-- Begin Records shown --

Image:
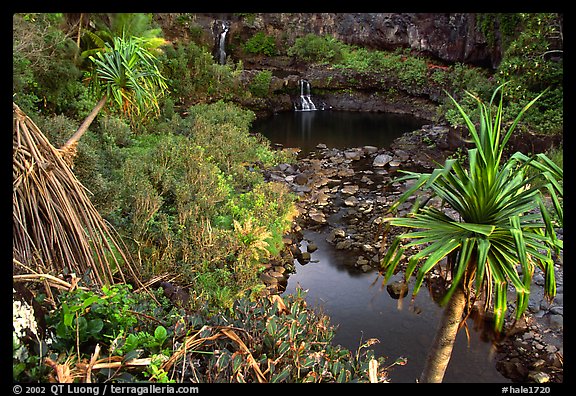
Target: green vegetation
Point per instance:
(503, 224)
(172, 166)
(262, 44)
(317, 49)
(134, 337)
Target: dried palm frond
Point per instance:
(55, 225)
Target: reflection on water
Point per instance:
(337, 129)
(360, 306)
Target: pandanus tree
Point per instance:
(504, 229)
(127, 73)
(55, 224)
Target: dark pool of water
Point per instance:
(355, 301)
(336, 129)
(362, 309)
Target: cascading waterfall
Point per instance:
(222, 43)
(306, 103)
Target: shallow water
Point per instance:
(362, 309)
(355, 301)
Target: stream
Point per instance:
(356, 301)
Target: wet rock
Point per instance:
(301, 179)
(345, 244)
(304, 258)
(381, 160)
(349, 189)
(311, 248)
(538, 377)
(397, 289)
(353, 155)
(370, 149)
(317, 216)
(513, 369)
(352, 201)
(556, 321)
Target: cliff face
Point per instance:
(450, 37)
(447, 38)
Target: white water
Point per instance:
(305, 97)
(221, 44)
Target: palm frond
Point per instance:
(55, 225)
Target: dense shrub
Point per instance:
(193, 75)
(317, 49)
(260, 44)
(195, 203)
(260, 85)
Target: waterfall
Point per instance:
(306, 103)
(222, 43)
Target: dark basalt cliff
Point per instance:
(449, 37)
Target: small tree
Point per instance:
(504, 224)
(126, 72)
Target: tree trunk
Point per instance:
(441, 350)
(84, 127)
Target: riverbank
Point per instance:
(347, 191)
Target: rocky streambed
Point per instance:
(346, 192)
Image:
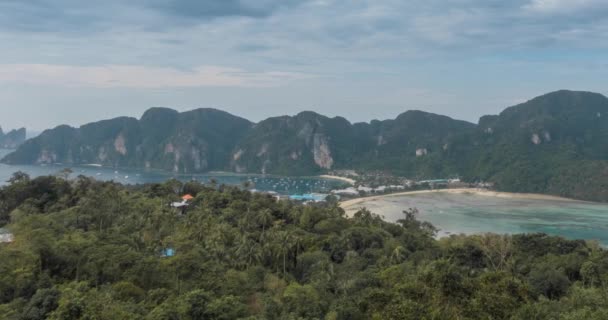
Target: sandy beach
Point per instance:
(474, 191)
(348, 180)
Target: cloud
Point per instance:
(221, 8)
(140, 76)
(565, 6)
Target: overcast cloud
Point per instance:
(69, 61)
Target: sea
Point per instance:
(475, 214)
(451, 213)
(280, 184)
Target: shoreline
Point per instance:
(348, 180)
(473, 191)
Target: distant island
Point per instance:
(13, 138)
(553, 144)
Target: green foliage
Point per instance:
(93, 250)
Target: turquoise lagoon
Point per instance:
(472, 214)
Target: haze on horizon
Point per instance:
(72, 62)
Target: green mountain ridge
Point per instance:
(555, 143)
(13, 138)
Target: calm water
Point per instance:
(469, 214)
(283, 185)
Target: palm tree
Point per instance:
(398, 255)
(265, 218)
(286, 244)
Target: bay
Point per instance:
(280, 184)
(475, 214)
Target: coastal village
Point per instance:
(369, 184)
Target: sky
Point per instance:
(73, 61)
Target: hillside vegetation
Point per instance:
(556, 143)
(94, 250)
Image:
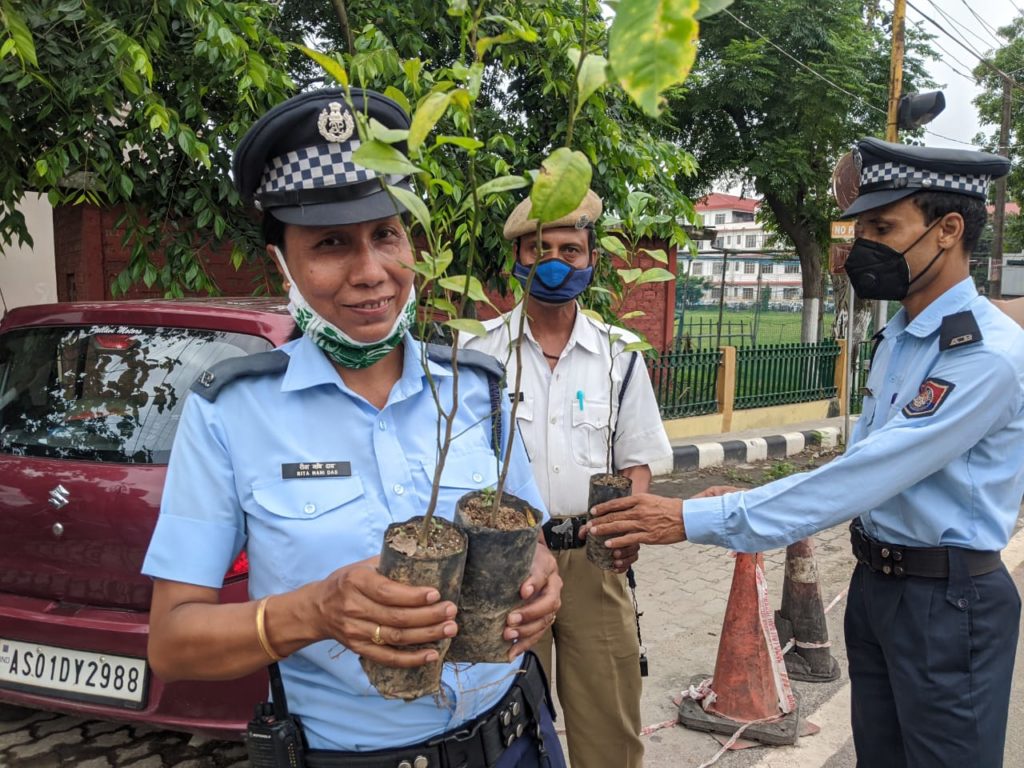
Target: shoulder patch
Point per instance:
(211, 381)
(929, 397)
(468, 357)
(958, 330)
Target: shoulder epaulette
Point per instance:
(958, 330)
(469, 357)
(211, 381)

-- End Records shown --

**Task objective:** Except for the pictures, print the data above exactly.

**Solved problem:**
Image:
Target: green vegetation
Point per instance:
(503, 224)
(172, 166)
(262, 44)
(317, 49)
(134, 337)
Target: dried palm frond
Point per instance:
(55, 225)
Target: reflection on water
Point per instance:
(337, 129)
(360, 306)
Target: pandanus tree
Point per instance:
(504, 229)
(127, 73)
(55, 224)
Target: dark pool of water
Point per instance:
(355, 301)
(336, 129)
(362, 309)
Target: cascading waterfall
Point per instance:
(222, 43)
(306, 103)
Target: shallow water
Point per instance:
(362, 309)
(355, 301)
Target: stream
Point per instance:
(356, 301)
Target: wet rock
Point per instance:
(301, 179)
(345, 244)
(304, 258)
(381, 160)
(349, 189)
(311, 248)
(538, 377)
(397, 289)
(353, 155)
(370, 149)
(317, 216)
(513, 369)
(352, 201)
(556, 321)
Target: cliff face
Point per instance:
(450, 37)
(447, 38)
Target: white water
Point per instance:
(305, 97)
(221, 44)
Target: palm frond
Point per instance:
(55, 225)
Target: dense shrub
Point per instance:
(193, 75)
(317, 49)
(260, 44)
(195, 203)
(260, 85)
Target: waterfall
Point per instance:
(306, 103)
(222, 43)
Target: dark basalt cliff
Point per instance:
(449, 37)
Target: small tree
Point per instance:
(504, 224)
(126, 72)
Target: tree trunk
Point per instance:
(441, 350)
(84, 127)
Target: riverbank
Point per instance:
(347, 191)
Target: rocky streambed
Point per instance:
(346, 192)
Image:
Target: sandy beach
Point per instance:
(474, 191)
(348, 180)
Target: cloud
Point per instance:
(221, 8)
(140, 76)
(565, 6)
Target: overcast cloud
Point per instance:
(69, 61)
Target: sea
Point per instance:
(475, 214)
(451, 213)
(280, 184)
Target: shoreline
Point per instance:
(348, 180)
(473, 191)
Target: distant island
Point per instance:
(13, 138)
(553, 144)
Target: green foliage
Point per instance:
(93, 250)
Target: turquoise lagoon
Point per instance:
(472, 214)
Target: haze on horizon
Point per instance:
(72, 62)
Target: green mountain ridge
Point per instance:
(555, 143)
(13, 138)
Target: calm water
Point per instance:
(469, 214)
(283, 185)
Target: palm tree
Point per instance:
(398, 255)
(265, 218)
(286, 244)
Target: bay
Point per instance:
(280, 184)
(475, 214)
Target: coastal village
Point per instance:
(369, 184)
Target: sky
Point per instance:
(73, 61)
Target: hillside vegetation
Point per instance:
(556, 143)
(94, 250)
Image:
Target: shoulder patch
Point per instance:
(211, 381)
(929, 397)
(468, 357)
(958, 330)
Target: shoulder epaulette
Point per instance:
(958, 330)
(469, 357)
(211, 381)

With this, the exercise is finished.